*** Data records Section Begins ***
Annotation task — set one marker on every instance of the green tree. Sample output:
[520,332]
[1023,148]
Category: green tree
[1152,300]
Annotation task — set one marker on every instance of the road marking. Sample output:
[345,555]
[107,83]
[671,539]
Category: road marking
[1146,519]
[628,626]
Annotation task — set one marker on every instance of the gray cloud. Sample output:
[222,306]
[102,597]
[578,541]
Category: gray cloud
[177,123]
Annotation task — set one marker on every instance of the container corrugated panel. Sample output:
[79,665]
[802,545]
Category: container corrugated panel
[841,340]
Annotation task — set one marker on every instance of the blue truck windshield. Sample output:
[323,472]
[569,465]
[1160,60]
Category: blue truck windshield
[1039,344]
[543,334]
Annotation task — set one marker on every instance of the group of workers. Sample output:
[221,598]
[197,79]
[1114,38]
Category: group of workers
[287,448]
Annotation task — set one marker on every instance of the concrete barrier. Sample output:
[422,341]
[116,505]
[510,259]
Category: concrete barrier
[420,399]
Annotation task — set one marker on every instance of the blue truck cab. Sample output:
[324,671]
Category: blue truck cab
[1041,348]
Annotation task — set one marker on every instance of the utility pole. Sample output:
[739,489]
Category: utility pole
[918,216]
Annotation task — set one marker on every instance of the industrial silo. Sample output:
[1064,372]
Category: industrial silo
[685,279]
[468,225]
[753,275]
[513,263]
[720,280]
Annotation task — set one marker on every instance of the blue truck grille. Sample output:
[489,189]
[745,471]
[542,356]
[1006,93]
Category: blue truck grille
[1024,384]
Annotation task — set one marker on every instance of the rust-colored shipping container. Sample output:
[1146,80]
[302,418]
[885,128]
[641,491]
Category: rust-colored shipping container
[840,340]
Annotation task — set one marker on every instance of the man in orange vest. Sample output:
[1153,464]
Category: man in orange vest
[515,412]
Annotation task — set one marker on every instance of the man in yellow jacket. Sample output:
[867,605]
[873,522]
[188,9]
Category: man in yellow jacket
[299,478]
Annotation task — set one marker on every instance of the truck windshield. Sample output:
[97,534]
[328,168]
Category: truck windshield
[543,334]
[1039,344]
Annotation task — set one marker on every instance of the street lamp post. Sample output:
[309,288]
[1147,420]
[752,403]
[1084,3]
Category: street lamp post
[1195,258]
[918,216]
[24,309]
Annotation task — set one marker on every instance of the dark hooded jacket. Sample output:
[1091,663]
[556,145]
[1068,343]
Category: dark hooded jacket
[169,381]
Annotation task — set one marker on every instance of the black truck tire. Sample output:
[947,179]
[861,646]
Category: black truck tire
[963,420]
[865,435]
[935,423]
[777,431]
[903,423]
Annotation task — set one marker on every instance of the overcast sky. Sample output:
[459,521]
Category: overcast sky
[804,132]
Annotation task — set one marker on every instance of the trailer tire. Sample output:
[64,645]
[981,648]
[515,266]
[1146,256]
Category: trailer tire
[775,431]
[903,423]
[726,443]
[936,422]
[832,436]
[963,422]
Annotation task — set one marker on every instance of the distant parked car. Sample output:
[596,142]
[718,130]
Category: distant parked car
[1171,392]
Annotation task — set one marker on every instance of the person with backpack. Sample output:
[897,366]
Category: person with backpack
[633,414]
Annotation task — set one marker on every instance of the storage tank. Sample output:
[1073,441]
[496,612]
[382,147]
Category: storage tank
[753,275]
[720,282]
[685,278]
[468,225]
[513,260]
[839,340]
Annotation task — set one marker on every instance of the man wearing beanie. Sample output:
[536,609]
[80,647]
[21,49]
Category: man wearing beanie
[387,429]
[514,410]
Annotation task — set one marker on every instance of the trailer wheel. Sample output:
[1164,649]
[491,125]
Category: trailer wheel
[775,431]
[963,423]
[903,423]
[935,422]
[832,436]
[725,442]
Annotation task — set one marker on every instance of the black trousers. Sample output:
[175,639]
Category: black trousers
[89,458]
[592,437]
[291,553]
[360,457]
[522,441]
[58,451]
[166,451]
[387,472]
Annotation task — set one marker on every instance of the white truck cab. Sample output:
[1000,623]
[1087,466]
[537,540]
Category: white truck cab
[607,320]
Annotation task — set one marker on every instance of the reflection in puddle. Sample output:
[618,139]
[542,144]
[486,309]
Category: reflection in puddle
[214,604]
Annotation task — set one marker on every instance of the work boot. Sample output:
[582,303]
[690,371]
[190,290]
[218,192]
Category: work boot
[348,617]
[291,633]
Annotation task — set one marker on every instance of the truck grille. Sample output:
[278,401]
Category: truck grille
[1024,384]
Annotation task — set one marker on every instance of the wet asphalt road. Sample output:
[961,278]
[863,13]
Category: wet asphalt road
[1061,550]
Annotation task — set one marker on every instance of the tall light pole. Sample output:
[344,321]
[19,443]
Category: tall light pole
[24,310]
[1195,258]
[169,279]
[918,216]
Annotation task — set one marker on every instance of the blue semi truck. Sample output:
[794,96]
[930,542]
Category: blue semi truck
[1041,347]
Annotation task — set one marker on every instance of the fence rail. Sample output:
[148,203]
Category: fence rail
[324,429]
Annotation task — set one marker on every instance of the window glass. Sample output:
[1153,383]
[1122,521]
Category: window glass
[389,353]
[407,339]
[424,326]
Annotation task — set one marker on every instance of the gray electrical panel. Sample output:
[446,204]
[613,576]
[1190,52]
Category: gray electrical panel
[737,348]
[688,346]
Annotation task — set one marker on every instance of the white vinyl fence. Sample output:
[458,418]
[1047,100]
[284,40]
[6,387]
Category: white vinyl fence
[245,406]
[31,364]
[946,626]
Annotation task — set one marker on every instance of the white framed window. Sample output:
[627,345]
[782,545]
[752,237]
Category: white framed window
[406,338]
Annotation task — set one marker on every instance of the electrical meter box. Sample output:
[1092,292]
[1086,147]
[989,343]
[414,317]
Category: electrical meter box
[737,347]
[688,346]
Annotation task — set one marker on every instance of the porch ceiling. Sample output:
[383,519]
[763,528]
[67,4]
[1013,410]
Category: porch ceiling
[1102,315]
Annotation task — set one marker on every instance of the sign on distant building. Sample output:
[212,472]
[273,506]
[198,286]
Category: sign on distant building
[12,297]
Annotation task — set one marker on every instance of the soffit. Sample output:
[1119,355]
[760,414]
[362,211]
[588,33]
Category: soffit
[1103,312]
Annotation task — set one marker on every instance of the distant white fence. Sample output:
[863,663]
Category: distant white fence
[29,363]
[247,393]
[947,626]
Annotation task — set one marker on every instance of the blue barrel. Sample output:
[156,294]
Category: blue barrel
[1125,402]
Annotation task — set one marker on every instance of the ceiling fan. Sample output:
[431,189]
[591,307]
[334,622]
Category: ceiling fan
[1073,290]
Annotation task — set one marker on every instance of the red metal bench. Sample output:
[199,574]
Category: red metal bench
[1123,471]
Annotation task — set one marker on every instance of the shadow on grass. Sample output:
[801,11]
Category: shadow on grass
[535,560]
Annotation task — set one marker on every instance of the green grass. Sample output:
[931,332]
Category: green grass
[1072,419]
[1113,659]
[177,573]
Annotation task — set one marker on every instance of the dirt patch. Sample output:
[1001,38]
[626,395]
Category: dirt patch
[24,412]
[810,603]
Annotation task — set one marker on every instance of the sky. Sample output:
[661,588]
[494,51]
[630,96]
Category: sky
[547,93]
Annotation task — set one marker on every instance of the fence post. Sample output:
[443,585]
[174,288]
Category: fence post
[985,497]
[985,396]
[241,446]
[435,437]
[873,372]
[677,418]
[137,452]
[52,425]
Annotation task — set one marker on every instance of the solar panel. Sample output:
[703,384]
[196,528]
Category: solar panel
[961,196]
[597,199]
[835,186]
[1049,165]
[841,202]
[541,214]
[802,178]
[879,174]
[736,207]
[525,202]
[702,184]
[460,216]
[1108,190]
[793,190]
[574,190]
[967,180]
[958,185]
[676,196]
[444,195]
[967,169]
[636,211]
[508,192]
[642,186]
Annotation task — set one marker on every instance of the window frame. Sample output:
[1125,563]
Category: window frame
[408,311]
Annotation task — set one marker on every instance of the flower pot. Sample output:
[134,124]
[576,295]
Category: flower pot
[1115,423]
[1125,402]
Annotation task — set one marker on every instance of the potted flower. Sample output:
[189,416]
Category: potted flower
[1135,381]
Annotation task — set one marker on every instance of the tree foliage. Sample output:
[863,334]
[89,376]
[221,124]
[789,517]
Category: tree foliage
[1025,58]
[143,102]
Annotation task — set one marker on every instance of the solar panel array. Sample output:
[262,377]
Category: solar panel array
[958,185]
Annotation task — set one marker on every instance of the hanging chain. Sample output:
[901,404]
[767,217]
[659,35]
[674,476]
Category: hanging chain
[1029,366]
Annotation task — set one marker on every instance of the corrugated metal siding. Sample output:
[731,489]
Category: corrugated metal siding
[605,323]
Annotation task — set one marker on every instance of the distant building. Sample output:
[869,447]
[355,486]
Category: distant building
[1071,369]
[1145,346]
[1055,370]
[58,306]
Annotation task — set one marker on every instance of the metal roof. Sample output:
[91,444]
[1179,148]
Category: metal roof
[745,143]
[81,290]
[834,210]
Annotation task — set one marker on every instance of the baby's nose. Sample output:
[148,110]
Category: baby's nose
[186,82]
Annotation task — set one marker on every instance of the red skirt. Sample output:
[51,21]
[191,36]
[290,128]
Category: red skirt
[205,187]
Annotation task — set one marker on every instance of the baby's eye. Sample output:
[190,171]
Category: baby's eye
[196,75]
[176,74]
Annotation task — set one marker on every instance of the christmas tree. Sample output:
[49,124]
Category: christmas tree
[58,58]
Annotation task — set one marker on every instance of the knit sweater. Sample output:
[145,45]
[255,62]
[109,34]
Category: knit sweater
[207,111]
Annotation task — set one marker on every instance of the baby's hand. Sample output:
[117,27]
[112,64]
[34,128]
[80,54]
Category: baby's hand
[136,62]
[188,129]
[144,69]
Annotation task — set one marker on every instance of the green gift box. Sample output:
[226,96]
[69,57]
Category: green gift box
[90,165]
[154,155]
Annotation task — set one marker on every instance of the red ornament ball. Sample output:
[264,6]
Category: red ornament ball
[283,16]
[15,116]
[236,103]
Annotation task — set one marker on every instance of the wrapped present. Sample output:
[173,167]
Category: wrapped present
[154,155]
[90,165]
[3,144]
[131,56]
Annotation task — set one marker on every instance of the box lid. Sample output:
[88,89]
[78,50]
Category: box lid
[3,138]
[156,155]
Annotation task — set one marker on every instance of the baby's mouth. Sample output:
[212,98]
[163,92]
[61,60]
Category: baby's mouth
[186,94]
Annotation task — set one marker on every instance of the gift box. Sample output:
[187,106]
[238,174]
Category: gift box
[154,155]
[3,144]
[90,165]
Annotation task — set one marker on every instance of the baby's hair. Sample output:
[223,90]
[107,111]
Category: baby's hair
*** Data records Section Ends ***
- Instructions to follow: Filtering the entries above by the word "hair", copy each line that matches.

- Response:
Annotation task — set one marker on every instance of the baby's hair. Sample output:
Category: baby's hair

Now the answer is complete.